Document excerpt:
[Begin]

# What Can I Tow With An F-350?



## tazzy

We have a new 2008 Ford F-350 diesel lariat with an 8-foot bed, single rear wheel, with the electric brake and tow command package and stabilizer bar. I know what the dealer says we can tow vs. what we can really tow are two different things. What's realistic for us to look at since we'll be buying our first fifth wheel as soon as we find the right vehicle? How long is too long?

Thanks!


----------



## Justman

Uh... Anything you want too!









You'll have to check your weight ratings, but the F-350 is a pretty stout truck. I'd say that you should be able to pull at least 90% of all 5th wheel campers on the market. If you have any concerns, you'll have to do some number crunching. Others can chime in on where to locate the weight ratings, etc.


----------



## Scoutr2

Justman said:


> Uh... Anything you want too!
> 
> 
> 
> 
> 
> 
> 
> 
> 
> You'll have to check your weight ratings, but the F-350 is a pretty stout truck. I'd say that you should be able to pull at least 90% of all 5th wheel campers on the market. If you have any concerns, you'll have to do some number crunching. Others can chime in on where to locate the weight ratings, etc.


I'm with Justman. I don't think there is an Outback trailer made (5th wheel or TT) that you cannot tow. I'd bet that your towing capacity is over 25,000#, with the 1-ton suspension and diesel engine. But I'd still recommend an Equal-i-zer hitch, for sway control, if you decide on a TT instead of Fiver.

As far as trailer length is concerned, if you get a trailer over 30', there are some places that will have a hard time accomodating your length AND parking the truck, too, especially National Parks and some state parks. But most of the private campgrounds cater to "big rigs." (National Parks require ALL wheels MUST stay on the pavement. At Yellowstone, this can be a problem in most of the park campgrounds.)

[End]

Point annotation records
[Begin]

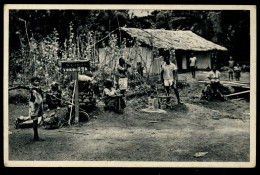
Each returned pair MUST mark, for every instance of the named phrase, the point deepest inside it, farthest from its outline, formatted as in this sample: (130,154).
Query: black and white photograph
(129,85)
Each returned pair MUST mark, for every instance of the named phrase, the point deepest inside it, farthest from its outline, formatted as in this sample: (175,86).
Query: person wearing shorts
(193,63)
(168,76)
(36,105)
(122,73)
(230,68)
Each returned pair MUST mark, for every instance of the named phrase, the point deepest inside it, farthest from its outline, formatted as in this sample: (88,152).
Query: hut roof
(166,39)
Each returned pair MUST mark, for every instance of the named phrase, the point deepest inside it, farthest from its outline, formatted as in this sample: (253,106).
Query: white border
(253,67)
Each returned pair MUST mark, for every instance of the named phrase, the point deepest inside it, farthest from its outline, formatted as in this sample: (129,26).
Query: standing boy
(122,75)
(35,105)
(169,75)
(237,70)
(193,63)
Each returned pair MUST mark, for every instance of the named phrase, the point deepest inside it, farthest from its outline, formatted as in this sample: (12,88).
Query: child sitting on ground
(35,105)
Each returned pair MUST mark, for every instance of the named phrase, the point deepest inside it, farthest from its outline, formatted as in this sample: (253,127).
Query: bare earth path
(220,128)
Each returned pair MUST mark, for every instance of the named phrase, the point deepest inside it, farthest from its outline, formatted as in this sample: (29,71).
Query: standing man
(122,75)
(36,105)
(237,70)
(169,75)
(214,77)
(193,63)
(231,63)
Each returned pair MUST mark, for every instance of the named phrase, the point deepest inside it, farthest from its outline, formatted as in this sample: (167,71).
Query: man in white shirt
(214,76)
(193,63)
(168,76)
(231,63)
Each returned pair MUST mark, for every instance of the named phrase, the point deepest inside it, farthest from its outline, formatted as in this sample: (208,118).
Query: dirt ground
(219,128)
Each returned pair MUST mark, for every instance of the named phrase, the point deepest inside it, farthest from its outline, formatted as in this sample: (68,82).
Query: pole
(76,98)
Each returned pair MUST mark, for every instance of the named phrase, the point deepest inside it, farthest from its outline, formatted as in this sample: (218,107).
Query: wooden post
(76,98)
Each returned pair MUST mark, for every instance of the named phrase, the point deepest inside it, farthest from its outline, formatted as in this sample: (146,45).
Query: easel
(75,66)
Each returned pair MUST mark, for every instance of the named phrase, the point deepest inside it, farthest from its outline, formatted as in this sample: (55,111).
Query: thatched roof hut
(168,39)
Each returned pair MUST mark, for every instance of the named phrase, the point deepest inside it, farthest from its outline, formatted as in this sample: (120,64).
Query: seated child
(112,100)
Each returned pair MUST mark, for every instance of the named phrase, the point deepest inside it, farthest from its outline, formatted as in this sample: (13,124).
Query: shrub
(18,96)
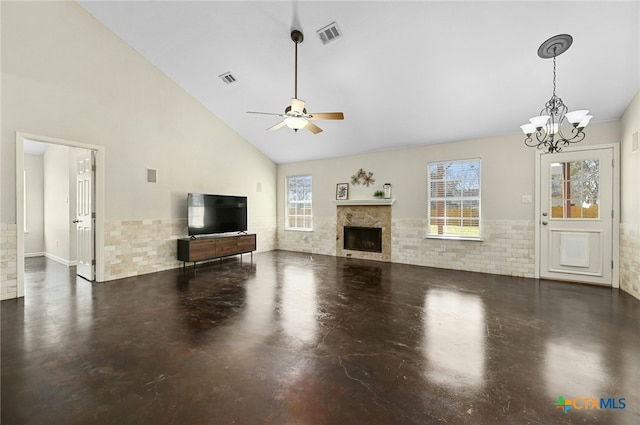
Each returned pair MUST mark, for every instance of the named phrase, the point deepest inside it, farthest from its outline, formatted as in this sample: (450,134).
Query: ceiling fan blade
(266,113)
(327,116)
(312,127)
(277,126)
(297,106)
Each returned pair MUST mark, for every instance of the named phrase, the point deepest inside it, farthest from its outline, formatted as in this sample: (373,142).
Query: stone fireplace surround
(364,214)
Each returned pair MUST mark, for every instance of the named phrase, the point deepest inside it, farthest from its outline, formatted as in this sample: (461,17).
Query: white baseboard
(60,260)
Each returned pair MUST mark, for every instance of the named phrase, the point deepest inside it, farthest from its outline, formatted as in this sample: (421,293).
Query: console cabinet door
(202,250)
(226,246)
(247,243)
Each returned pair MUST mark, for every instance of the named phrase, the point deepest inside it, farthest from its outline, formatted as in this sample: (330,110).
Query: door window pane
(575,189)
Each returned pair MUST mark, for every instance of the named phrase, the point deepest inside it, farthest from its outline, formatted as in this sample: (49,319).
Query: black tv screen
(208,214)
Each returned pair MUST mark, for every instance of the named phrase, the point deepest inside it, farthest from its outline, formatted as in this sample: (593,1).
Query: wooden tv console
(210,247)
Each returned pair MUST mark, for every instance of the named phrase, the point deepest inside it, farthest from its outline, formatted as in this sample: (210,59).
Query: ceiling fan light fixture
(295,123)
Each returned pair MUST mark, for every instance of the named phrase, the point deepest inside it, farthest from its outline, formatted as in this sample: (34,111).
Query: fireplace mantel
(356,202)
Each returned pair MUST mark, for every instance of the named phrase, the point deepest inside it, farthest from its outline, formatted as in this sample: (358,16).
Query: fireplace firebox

[End]

Problems and tasks:
1. In the F-350 towing thread, what do National Parks require of a camper's wheels?
2. Continue the F-350 towing thread from the point where it ends.
These rows were taken from a separate source.

Per-task outputs:
1. All wheels must stay on the pavement.

2.
Again, check the numbers for your truck and for the trailer you have in mind - but I'd say you are good to go for just about anything on the market.

Just my humble opinion.

Mike


----------



## PDX_Doug

Hi Tazzy,

First off, welcome to Outbackers!








We are glad you found us! It's a great group of people around here, and I'm sure we can find somebody that can answer most any question you may have.









I think in my mind, the question would be "What can't you tow?" And the answer is not much. From a capacity point of view, an F-350 diesel is as stout as anything on the market, and should easily handle whatever you settle on. If there is any weak link in your setup at all, it would be the single rear wheels, and frankly, that is only going to be a significant issue in the very biggest of fifth wheels (way bigger than anything Outback offers).

As was mentioned earlier, there may be other size concerns that rear their ugly heads, long before the trucks capability becomes an issue.

Happy Trails,
Doug


----------



## Calvin&Hobbes

tazzy said:


> What's realistic for us to look at since we'll be buying our first fifth wheel as soon as we find the right vehicle? How long is too long?
> 
> Thanks!


Pretty much anything you want!


----------



## camping479

Welcome to outbackers!

Best way to figure how much pin/hitch weight you have room for is to load your truck as you would for a trip, full fuel, passengers, etc. Find a scale and weigh your truck, then subtract that weight from the GVWR on the driver's door and that is your available payload. Available payload should be pretty substantial with a 350 but at least you will know how much pin weight you have room for, some 5er pin weights can get up there.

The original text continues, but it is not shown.